Return every record below exactly as written.

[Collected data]
+++++
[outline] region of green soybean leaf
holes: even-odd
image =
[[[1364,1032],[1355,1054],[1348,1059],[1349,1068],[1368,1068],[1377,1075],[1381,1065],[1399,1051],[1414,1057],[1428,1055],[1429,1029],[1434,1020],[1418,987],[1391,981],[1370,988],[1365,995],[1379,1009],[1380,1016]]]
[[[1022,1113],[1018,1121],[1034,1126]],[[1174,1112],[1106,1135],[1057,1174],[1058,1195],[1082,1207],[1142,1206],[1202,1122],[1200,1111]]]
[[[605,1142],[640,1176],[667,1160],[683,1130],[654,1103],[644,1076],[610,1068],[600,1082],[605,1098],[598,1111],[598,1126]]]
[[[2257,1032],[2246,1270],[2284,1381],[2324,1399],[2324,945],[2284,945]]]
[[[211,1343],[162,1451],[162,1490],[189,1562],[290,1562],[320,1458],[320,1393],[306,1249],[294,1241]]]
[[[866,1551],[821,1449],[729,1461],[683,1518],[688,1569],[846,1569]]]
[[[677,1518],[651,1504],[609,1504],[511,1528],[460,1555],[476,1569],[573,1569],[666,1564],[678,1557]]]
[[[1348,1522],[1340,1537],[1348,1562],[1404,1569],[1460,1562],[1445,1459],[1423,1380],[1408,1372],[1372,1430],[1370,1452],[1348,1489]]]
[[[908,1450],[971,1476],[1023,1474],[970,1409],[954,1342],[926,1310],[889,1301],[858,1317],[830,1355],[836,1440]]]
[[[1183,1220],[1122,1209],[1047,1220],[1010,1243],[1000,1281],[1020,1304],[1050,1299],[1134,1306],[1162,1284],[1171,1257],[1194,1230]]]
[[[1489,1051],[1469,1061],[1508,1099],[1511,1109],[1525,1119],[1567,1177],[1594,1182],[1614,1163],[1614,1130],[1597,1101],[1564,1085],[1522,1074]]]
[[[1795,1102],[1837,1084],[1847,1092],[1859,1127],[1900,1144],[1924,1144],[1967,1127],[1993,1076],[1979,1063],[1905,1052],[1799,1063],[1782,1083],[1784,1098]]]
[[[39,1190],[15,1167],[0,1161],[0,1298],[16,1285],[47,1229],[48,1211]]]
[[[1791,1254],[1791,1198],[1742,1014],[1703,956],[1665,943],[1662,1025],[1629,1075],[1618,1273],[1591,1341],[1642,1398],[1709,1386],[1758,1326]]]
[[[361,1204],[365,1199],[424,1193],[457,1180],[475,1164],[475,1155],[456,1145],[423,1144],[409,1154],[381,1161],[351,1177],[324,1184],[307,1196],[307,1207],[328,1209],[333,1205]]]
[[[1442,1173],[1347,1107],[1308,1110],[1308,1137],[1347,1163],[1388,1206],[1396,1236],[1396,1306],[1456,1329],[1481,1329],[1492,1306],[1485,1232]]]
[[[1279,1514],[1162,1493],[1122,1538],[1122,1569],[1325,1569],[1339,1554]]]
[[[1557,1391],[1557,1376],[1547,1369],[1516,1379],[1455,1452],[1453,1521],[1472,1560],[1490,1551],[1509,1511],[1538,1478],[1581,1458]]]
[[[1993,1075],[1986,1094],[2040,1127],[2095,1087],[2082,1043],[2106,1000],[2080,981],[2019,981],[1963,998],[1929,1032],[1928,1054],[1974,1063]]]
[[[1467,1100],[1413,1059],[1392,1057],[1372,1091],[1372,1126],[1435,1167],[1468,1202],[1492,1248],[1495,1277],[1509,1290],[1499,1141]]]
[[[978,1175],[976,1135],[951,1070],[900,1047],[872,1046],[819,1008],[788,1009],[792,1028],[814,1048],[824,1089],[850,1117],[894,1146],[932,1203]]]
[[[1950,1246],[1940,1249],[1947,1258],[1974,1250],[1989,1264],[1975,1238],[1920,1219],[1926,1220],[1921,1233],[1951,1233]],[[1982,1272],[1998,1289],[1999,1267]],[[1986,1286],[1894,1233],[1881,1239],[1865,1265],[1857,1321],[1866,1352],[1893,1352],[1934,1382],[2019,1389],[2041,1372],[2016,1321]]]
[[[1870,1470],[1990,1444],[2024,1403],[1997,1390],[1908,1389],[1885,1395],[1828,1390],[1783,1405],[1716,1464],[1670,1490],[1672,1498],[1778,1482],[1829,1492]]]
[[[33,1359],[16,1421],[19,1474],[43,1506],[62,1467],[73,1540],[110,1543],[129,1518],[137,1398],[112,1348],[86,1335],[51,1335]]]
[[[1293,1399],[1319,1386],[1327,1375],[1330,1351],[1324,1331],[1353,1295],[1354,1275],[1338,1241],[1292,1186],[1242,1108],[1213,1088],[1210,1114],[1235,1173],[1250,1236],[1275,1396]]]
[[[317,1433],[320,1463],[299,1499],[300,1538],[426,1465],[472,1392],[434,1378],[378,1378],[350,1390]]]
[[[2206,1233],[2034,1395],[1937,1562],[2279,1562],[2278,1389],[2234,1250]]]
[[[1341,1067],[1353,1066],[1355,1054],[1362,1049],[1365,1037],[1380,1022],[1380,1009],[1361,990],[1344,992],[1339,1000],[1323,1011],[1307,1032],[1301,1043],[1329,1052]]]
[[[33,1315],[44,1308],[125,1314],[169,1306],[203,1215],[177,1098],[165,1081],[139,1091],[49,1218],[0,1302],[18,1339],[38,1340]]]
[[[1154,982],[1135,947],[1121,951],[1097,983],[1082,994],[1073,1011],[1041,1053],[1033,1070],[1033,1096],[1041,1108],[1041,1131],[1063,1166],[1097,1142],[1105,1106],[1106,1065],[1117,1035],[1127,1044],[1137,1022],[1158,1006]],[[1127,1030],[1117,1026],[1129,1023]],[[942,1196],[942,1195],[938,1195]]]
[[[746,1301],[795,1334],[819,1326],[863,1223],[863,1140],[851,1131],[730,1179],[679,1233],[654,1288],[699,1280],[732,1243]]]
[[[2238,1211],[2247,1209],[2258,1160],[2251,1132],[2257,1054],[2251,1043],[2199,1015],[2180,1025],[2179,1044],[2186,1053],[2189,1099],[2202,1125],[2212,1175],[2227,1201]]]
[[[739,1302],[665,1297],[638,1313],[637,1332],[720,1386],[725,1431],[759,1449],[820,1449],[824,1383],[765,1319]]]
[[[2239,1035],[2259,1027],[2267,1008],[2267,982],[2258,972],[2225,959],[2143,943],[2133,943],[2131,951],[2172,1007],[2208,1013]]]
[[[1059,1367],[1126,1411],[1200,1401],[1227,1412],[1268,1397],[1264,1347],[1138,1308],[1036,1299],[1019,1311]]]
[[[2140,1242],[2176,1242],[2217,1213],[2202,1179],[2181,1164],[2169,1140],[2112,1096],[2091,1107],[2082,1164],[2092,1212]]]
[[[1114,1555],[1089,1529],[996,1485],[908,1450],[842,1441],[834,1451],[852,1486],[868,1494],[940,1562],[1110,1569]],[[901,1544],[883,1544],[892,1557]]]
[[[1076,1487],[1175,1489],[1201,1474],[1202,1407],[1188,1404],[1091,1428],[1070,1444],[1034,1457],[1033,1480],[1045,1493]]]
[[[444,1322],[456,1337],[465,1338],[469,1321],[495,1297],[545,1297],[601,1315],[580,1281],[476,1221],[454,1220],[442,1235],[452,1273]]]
+++++
▶ _SOLUTION TO THIS EXERCISE_
[outline] region of green soybean leaf
holes: even-odd
image =
[[[1364,1032],[1355,1054],[1348,1059],[1349,1068],[1368,1068],[1377,1075],[1381,1065],[1399,1051],[1414,1057],[1428,1055],[1429,1029],[1434,1020],[1418,987],[1391,981],[1370,988],[1365,995],[1379,1009],[1380,1016]]]
[[[1022,1113],[1018,1121],[1034,1126]],[[1174,1112],[1106,1135],[1057,1174],[1058,1195],[1082,1207],[1142,1206],[1202,1122],[1200,1111]]]
[[[605,1142],[640,1176],[667,1160],[683,1130],[654,1103],[644,1076],[610,1068],[600,1082],[605,1098],[598,1111],[598,1126]]]
[[[2257,1032],[2246,1270],[2284,1381],[2324,1399],[2324,945],[2284,945]]]
[[[211,1343],[162,1451],[162,1490],[189,1562],[290,1562],[320,1458],[320,1393],[306,1249],[294,1241]]]
[[[866,1551],[821,1449],[729,1461],[683,1518],[688,1569],[846,1569]]]
[[[677,1518],[651,1504],[609,1504],[511,1528],[460,1555],[476,1569],[573,1569],[666,1564],[678,1557]]]
[[[1348,1522],[1340,1537],[1348,1562],[1404,1569],[1460,1562],[1445,1459],[1423,1380],[1408,1372],[1372,1430],[1370,1452],[1348,1489]]]
[[[908,1450],[971,1476],[1023,1474],[970,1409],[954,1342],[926,1310],[889,1301],[858,1317],[830,1355],[836,1440]]]
[[[1183,1220],[1122,1209],[1047,1220],[1010,1243],[1000,1281],[1020,1304],[1050,1299],[1134,1306],[1162,1284],[1171,1257],[1194,1230]]]
[[[1489,1051],[1469,1061],[1508,1099],[1511,1109],[1525,1119],[1567,1177],[1594,1182],[1614,1163],[1614,1130],[1597,1101],[1564,1085],[1522,1074]]]
[[[1795,1102],[1837,1084],[1847,1092],[1859,1127],[1900,1144],[1924,1144],[1967,1127],[1993,1076],[1979,1063],[1905,1052],[1799,1063],[1782,1083],[1784,1098]]]
[[[39,1190],[15,1167],[0,1161],[0,1298],[16,1285],[47,1229],[48,1211]]]
[[[1791,1254],[1791,1198],[1742,1014],[1703,956],[1665,943],[1662,1025],[1629,1075],[1618,1273],[1591,1341],[1642,1398],[1709,1386],[1758,1326]]]
[[[361,1204],[365,1199],[424,1193],[457,1180],[475,1164],[475,1155],[456,1145],[423,1144],[409,1154],[381,1161],[351,1177],[324,1184],[307,1196],[307,1207],[328,1209],[333,1205]]]
[[[1442,1173],[1347,1107],[1308,1110],[1308,1137],[1347,1163],[1388,1206],[1396,1236],[1396,1306],[1456,1329],[1481,1329],[1492,1306],[1485,1232]]]
[[[1279,1514],[1162,1493],[1122,1538],[1122,1569],[1325,1569],[1339,1554]]]
[[[1557,1391],[1557,1376],[1547,1369],[1516,1379],[1455,1452],[1453,1521],[1472,1560],[1490,1551],[1509,1511],[1538,1478],[1581,1458]]]
[[[1993,1075],[1986,1094],[2040,1127],[2095,1087],[2082,1043],[2106,1000],[2080,981],[2019,981],[1963,998],[1929,1032],[1928,1054],[1974,1063]]]
[[[1467,1100],[1413,1059],[1392,1057],[1372,1091],[1372,1126],[1435,1167],[1468,1202],[1492,1248],[1495,1277],[1509,1290],[1499,1141]]]
[[[978,1175],[976,1135],[951,1070],[900,1047],[872,1046],[819,1008],[788,1009],[792,1028],[814,1048],[824,1089],[850,1117],[894,1146],[932,1203]]]
[[[1950,1246],[1940,1249],[1947,1258],[1974,1250],[1989,1264],[1975,1238],[1920,1219],[1926,1220],[1921,1233],[1951,1233]],[[1982,1272],[1998,1289],[1999,1267]],[[1986,1286],[1894,1233],[1881,1239],[1865,1265],[1857,1321],[1866,1352],[1893,1352],[1934,1382],[2019,1389],[2041,1372],[2016,1321]]]
[[[1870,1470],[1990,1444],[2024,1403],[1997,1390],[1908,1389],[1885,1395],[1828,1390],[1783,1405],[1716,1464],[1670,1490],[1672,1498],[1778,1482],[1829,1492]]]
[[[33,1359],[16,1421],[19,1474],[43,1506],[62,1467],[73,1540],[110,1543],[129,1518],[137,1398],[112,1348],[86,1335],[51,1335]]]
[[[1293,1399],[1319,1386],[1327,1375],[1330,1351],[1324,1331],[1353,1295],[1354,1275],[1338,1241],[1292,1186],[1242,1108],[1213,1088],[1210,1114],[1235,1173],[1250,1236],[1275,1396]]]
[[[317,1433],[320,1463],[299,1499],[300,1538],[426,1465],[472,1392],[434,1378],[378,1378],[350,1390]]]
[[[2206,1233],[2034,1395],[1937,1562],[2279,1562],[2278,1389],[2234,1250]]]
[[[1341,1067],[1353,1066],[1355,1054],[1362,1049],[1365,1037],[1380,1022],[1380,1009],[1361,990],[1344,992],[1339,1000],[1323,1011],[1307,1032],[1301,1043],[1329,1052]]]
[[[33,1315],[44,1308],[125,1314],[169,1306],[203,1215],[177,1098],[165,1081],[139,1091],[49,1218],[0,1302],[18,1339],[38,1340]]]
[[[1154,982],[1135,947],[1121,951],[1097,983],[1082,994],[1073,1011],[1041,1053],[1033,1070],[1033,1096],[1041,1108],[1041,1131],[1063,1166],[1097,1142],[1105,1106],[1106,1065],[1117,1035],[1127,1044],[1137,1022],[1158,1006]],[[1127,1030],[1117,1026],[1129,1023]],[[942,1196],[942,1195],[938,1195]]]
[[[746,1301],[795,1334],[819,1326],[863,1223],[863,1140],[851,1131],[730,1179],[679,1233],[654,1288],[699,1280],[732,1243]]]
[[[2238,1211],[2247,1209],[2258,1160],[2251,1132],[2257,1054],[2251,1043],[2199,1015],[2180,1025],[2179,1044],[2186,1053],[2189,1099],[2202,1125],[2212,1175],[2227,1201]]]
[[[739,1302],[665,1297],[638,1313],[637,1332],[720,1386],[725,1431],[759,1449],[820,1449],[824,1383],[765,1319]]]
[[[2239,1035],[2259,1027],[2267,1008],[2267,982],[2258,972],[2225,959],[2143,943],[2133,943],[2131,951],[2172,1007],[2208,1013]]]
[[[1059,1367],[1126,1411],[1200,1401],[1227,1412],[1268,1397],[1264,1347],[1138,1308],[1036,1299],[1019,1311]]]
[[[2140,1242],[2176,1242],[2217,1213],[2202,1179],[2181,1164],[2169,1140],[2112,1096],[2091,1107],[2082,1164],[2092,1212]]]
[[[1114,1555],[1089,1529],[996,1485],[908,1450],[842,1441],[834,1451],[852,1486],[868,1494],[940,1562],[1110,1569]],[[901,1544],[883,1544],[892,1557]]]
[[[1076,1487],[1175,1489],[1201,1474],[1202,1407],[1188,1404],[1091,1428],[1070,1444],[1034,1457],[1033,1480],[1045,1493]]]
[[[444,1322],[456,1337],[465,1338],[469,1321],[495,1297],[545,1297],[601,1315],[580,1281],[476,1221],[454,1220],[442,1235],[452,1273]]]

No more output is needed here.